__EXCERPTED PASSAGE__
+-------+

Figure 3 shows the UV–vis absorption spectrum of GO, rGO, and Ag/rGO nanocomposites 1C, 3C, and 5C. Two characteristic peaks of GO could be observed. The peak at 233 nm and the shoulder peak around 300 nm related to the absorption of C-C bond and C = O bond, respectively[26, 27, 33–35]. The characteristic peak of rGO was observed at about 260 nm. Because it was slightly lower than 268 nm, it was suggested that GO was partially reduced to rGO. The absorption spectra of Ag/rGO nanocomposites 1C, 3C, and 5C not only showed the characteristic peak of rGO at about 260 nm but also exhibited broad characteristic peaks of Ag nanoparticles, confirming the successful deposition of Ag nanoparticles. Furthermore, the characteristic peak of Ag nanoparticles on rGO became broader and red-shifted more significantly with the increase in the cycle number of microwave irradiation. This might be due to the substrate effect and the increase in the surface coverage of rGO by Ag nanoparticles[36, 37].
Figure 4a shows the XRD patterns of GO, rGO, and Ag/rGO nanocomposite. The characteristic peaks of GO and rGO were observed at 2θ = 10.56° and 24.18°, respectively, confirming GO has been reduced to rGO successfully by l-arginine under microwave irradiation. For the Ag/rGO nanocomposite, the characteristic peaks at 2θ = 38.02°, 44.13°, 64.44°, and 77.31° related to the (111), (200), (220), and (311) planes of fcc Ag, respectively. They confirmed the formation of Ag nanoparticles on rGO. Furthermore, according to the Scherrer equation, the grain size of Ag nanoparticles on rGO could be estimated to be 5.6 nm. This was consistent with the mean diameter of Ag nanoparticles on rGO (i.e., 8.6 ± 3.5 nm) as indicated in Figure 1c.

+-------+

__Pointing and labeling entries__

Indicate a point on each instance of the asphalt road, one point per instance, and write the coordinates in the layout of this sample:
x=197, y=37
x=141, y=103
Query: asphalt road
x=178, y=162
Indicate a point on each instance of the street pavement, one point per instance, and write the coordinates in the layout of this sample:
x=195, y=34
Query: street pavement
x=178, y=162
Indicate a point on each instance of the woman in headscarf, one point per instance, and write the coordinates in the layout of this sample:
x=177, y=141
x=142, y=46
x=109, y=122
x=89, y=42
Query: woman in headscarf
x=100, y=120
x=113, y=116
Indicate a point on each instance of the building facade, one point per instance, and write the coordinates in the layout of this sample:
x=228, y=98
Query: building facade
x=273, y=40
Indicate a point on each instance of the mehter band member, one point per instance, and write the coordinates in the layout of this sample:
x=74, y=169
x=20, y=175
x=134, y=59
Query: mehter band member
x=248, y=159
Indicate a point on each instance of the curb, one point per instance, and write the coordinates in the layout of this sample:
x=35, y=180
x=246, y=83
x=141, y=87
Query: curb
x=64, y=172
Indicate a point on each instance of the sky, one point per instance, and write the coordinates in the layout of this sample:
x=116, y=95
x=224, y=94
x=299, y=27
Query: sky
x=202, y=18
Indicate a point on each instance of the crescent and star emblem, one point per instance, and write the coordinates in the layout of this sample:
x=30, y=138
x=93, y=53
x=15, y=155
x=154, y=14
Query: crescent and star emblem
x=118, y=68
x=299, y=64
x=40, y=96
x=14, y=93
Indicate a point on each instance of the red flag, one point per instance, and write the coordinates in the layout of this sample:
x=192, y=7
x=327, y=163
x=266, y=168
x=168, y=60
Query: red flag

+-------+

__TASKS TO PERFORM__
- 1) Do these statements agree with the nanocomposite passage? Answer yes or no for each, quoting the words of the passage that decide it.
(a) The characteristic peak of rGO was observed at about 260 nm.
(b) The grain size of the Ag nanoparticles on rGO, estimated with the Scherrer equation, was 8.6 nm.
(c) GO was reduced to rGO by l-arginine under microwave irradiation.
- 2) Can you lay out part of the records as a JSON list of strings, one string per line? Begin at the line that has "Indicate a point on each instance of the curb, one" and stop after the last line of the records.
The records have no connection to the text.

__ANSWER LIST__
- 1)
(a) Yes: "The characteristic peak of rGO was observed at about 260 nm."
(b) No: "the grain size of Ag nanoparticles on rGO could be estimated to be 5.6 nm."
(c) Yes: "GO has been reduced to rGO successfully by l-arginine under microwave irradiation."

- 2)
[
  "Indicate a point on each instance of the curb, one point per instance, and write the coordinates in the layout of this sample:",
  "x=35, y=180",
  "x=246, y=83",
  "x=141, y=87",
  "Query: curb",
  "x=64, y=172",
  "Indicate a point on each instance of the sky, one point per instance, and write the coordinates in the layout of this sample:",
  "x=116, y=95",
  "x=224, y=94",
  "x=299, y=27",
  "Query: sky",
  "x=202, y=18",
  "Indicate a point on each instance of the crescent and star emblem, one point per instance, and write the coordinates in the layout of this sample:",
  "x=30, y=138",
  "x=93, y=53",
  "x=15, y=155",
  "x=154, y=14",
  "Query: crescent and star emblem",
  "x=118, y=68",
  "x=299, y=64",
  "x=40, y=96",
  "x=14, y=93",
  "Indicate a point on each instance of the red flag, one point per instance, and write the coordinates in the layout of this sample:",
  "x=192, y=7",
  "x=327, y=163",
  "x=266, y=168",
  "x=168, y=60",
  "Query: red flag"
]